[Materials provided — start]
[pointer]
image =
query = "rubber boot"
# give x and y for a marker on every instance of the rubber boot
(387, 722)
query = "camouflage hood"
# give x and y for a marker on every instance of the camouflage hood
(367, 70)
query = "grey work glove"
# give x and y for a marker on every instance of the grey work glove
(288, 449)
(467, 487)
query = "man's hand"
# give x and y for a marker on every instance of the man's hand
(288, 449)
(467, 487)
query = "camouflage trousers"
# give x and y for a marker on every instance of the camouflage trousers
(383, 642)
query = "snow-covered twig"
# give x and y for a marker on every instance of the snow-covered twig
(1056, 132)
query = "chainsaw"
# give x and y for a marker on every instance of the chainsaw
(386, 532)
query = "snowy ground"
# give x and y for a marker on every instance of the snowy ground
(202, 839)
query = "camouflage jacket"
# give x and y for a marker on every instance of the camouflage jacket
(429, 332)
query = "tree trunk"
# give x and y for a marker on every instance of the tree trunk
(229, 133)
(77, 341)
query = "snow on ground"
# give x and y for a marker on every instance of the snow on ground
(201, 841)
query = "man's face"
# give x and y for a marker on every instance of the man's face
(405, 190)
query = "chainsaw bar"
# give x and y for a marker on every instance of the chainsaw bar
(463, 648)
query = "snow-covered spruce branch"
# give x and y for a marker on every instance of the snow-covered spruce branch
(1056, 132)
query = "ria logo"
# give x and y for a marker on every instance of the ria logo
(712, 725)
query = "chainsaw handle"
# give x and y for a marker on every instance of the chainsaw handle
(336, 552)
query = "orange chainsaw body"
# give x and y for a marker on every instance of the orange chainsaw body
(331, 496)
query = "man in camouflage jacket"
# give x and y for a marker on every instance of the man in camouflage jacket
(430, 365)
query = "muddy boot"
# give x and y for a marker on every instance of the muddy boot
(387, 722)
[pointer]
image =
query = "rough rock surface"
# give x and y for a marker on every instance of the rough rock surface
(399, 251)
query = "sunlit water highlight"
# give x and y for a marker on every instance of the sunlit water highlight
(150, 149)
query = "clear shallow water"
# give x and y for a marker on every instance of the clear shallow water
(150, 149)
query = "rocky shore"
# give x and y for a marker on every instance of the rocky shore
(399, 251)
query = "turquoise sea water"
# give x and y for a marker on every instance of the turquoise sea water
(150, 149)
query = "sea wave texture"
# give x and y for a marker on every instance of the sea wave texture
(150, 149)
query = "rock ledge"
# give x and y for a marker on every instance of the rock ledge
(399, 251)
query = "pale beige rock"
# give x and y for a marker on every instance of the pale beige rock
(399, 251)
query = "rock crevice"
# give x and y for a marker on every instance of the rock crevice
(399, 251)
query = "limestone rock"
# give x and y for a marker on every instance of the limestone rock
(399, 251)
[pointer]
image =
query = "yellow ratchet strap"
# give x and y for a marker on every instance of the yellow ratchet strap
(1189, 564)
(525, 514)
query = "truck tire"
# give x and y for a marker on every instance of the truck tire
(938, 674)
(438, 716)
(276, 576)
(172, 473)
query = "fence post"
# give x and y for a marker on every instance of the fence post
[Materials provided — finish]
● Requirement
Every line between the one that contains "the clear shallow water" and the last line of the listing, both included, should be retyped exactly, with nothing else added.

● Result of this exercise
# give x and y for a marker on every instance of the clear shallow water
(150, 149)
query = "rocky shore"
# give x and y for a marker on every instance of the rocky shore
(399, 251)
query = "turquoise sea water"
# give x and y for a marker on every instance of the turquoise sea water
(150, 149)
query = "sea wave texture"
# give x and y for a marker on every instance of the sea wave texture
(150, 149)
query = "rock ledge"
# give x and y for a marker on every instance of the rock ledge
(399, 251)
query = "pale beige rock"
# give x and y for a marker on every instance of the pale beige rock
(399, 251)
query = "rock crevice"
# give x and y for a marker on every instance of the rock crevice
(399, 251)
query = "limestone rock"
# give x and y for a marker on every instance of the limestone rock
(399, 251)
[pointer]
image =
query = "yellow ratchet strap"
# give x and y for a marker on every instance of the yellow ratchet strap
(1189, 564)
(525, 514)
query = "truck tire"
# give x and y for a marker on every instance of the truck tire
(938, 674)
(438, 716)
(276, 576)
(172, 473)
query = "fence post"
# give x and y for a marker on every instance of the fence post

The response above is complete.